** start of Document extract **

2007-12-11 Thread Allen

William Allen Simpson wrote:
[snip]


The whole point of a notary is to bind a document to a person.  That the
person submitted two or more different documents at different times is
readily observable.  After all, the notary has the document(s)!


No, the notary does not have the documents *after* they are 
notarized, nor do they keep copies. Having been a notary I know 
this personally. When I stopped being a notary all I had to 
submit to the state was my seal and my record books.


If I had to testify about a document I would only be attesting 
that the person who presented themselves adequately proved, under 
the prudent businessman's standard, that they were the person 
that they said they were and that I saw them sign the document in 
question. That's it. No copies at all. What would anyone have to 
testify about if a legal battle arose after the notary either 
died or stopped being a notary?

** end of Document extract **
** start of Dataset extract **

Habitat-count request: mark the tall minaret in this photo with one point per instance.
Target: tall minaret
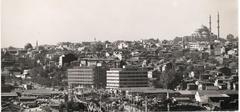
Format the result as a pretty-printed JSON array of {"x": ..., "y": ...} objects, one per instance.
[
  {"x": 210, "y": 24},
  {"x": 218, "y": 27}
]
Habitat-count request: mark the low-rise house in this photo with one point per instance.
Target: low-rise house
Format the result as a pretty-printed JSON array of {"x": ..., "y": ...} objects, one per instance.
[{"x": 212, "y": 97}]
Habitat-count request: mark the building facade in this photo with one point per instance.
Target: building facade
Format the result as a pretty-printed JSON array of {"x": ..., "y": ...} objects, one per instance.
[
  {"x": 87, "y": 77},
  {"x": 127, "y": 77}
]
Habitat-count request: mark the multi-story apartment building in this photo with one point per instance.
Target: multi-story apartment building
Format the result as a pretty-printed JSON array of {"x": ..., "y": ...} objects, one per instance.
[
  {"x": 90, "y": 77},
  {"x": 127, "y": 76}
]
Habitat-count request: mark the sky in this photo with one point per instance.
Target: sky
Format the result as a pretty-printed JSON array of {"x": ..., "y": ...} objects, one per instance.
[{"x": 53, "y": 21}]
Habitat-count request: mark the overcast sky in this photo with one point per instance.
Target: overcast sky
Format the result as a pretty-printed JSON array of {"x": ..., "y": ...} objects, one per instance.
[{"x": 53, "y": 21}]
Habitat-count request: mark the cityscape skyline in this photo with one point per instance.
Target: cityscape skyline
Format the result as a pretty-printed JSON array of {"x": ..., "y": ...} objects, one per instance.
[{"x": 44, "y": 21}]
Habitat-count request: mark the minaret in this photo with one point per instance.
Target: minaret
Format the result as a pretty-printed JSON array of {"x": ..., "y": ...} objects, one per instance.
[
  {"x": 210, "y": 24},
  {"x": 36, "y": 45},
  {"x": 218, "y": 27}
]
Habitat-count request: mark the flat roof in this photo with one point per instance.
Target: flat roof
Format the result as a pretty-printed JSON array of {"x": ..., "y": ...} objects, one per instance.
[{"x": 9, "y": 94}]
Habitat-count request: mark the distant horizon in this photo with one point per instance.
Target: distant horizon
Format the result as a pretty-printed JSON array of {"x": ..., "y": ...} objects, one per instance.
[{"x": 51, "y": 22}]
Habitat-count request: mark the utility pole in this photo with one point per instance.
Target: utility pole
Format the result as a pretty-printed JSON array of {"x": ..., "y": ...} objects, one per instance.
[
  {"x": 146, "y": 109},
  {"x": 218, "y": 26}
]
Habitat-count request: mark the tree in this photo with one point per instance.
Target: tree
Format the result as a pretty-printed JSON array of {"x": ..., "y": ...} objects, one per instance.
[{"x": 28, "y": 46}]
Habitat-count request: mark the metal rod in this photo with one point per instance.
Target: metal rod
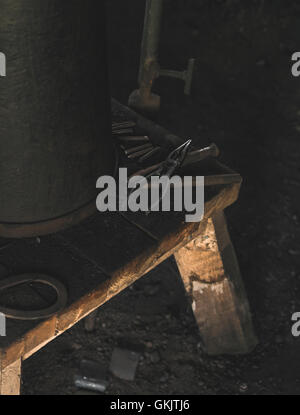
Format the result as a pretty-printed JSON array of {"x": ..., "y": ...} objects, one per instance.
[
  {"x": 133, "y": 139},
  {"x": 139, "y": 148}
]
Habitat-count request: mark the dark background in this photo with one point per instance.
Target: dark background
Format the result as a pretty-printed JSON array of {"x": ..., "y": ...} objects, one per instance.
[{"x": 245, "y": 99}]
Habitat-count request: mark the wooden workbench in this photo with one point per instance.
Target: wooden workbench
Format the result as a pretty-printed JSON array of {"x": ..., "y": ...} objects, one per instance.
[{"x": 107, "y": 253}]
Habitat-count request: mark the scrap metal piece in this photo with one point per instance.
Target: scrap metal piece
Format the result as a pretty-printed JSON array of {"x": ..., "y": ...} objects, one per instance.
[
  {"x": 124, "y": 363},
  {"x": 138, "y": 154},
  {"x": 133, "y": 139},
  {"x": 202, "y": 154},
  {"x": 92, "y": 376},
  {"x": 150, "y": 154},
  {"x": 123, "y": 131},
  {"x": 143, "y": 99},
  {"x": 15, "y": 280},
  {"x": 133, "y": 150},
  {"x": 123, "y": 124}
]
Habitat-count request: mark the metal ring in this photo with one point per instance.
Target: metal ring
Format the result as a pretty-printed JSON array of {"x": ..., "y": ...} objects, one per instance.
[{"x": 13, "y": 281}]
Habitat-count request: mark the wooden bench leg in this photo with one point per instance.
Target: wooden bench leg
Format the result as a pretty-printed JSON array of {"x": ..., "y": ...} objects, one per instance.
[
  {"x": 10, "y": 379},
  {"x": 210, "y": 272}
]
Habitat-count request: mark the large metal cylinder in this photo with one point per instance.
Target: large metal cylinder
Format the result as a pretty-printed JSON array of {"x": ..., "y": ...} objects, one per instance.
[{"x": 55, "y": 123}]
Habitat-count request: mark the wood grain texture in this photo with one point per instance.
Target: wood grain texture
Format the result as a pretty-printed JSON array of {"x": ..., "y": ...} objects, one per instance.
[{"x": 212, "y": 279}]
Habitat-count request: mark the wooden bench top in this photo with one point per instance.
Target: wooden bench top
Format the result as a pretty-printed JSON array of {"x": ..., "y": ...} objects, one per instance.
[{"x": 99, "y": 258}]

** end of Dataset extract **

Write out the passage of the post about notaries starting at "If I had to" and ending at "being a notary?", and swap "testify" for "give evidence".

If I had to give evidence about a document I would only be attesting 
that the person who presented themselves adequately proved, under 
the prudent businessman's standard, that they were the person 
that they said they were and that I saw them sign the document in 
question. That's it. No copies at all. What would anyone have to 
give evidence about if a legal battle arose after the notary either 
died or stopped being a notary?